Please retype each record exactly as it stands below.

______

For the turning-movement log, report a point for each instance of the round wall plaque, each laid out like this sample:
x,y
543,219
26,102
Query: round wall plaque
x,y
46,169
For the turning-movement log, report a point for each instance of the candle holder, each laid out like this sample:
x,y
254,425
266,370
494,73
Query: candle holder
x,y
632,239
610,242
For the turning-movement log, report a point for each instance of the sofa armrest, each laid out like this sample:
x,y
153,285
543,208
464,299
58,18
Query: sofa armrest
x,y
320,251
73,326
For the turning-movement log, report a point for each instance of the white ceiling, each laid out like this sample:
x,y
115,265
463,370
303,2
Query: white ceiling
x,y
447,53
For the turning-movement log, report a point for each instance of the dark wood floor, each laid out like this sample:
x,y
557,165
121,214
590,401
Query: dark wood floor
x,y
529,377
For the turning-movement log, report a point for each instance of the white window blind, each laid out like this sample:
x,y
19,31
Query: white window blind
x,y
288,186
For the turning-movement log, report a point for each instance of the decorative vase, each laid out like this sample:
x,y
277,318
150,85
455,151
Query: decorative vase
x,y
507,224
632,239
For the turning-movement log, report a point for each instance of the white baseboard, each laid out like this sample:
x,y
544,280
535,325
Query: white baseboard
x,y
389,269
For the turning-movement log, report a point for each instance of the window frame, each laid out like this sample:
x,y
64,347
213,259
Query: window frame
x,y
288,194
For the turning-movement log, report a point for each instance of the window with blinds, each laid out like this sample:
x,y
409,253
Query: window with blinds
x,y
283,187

______

■ Response to the task ■
For the turning-movement log, report a point for each instance of the round wall plaque, each laid out like this sample:
x,y
543,219
26,102
Query: round wall plaque
x,y
46,169
For the turning-movement log, report a point for each instance of the candle holder, each laid out like this sample:
x,y
254,425
266,370
494,73
Query: candle holder
x,y
632,239
610,242
For the turning-movement log, report a point for each instance of the sofa armrest, each laid out like this sample:
x,y
153,285
543,208
464,299
58,18
Query: sofa armrest
x,y
320,251
73,326
For the turning-movement log, report a point for each instance of the white ceiling, each laid out like this sample:
x,y
115,265
463,370
303,2
Query: white ceiling
x,y
447,53
For the turning-movement log, report a point for each instance of the dark wood floor, each laid out like this sample:
x,y
557,165
121,214
590,401
Query: dark wood floor
x,y
529,377
For the turning-movement log, report a point for each instance of the white window blind, each laid out like this sample:
x,y
19,31
Query: white window blind
x,y
288,186
For the turning-movement log, report a point for each instance of the decorative vase, each laid out like this sample:
x,y
277,318
150,85
455,151
Query: decorative vase
x,y
507,224
632,239
For the turning-movement log, report a point for each instance of the white baseboard, each laid out like this sample:
x,y
544,280
535,325
Query: white baseboard
x,y
389,269
For the turning-movement log, report a point for each instance of the window frame, each laid out like this sample:
x,y
64,347
213,259
Query: window frame
x,y
288,194
For the turning-movement log, report a point for each instance of the window with blinds, each laid out like this sample:
x,y
409,253
Query: window with blinds
x,y
283,187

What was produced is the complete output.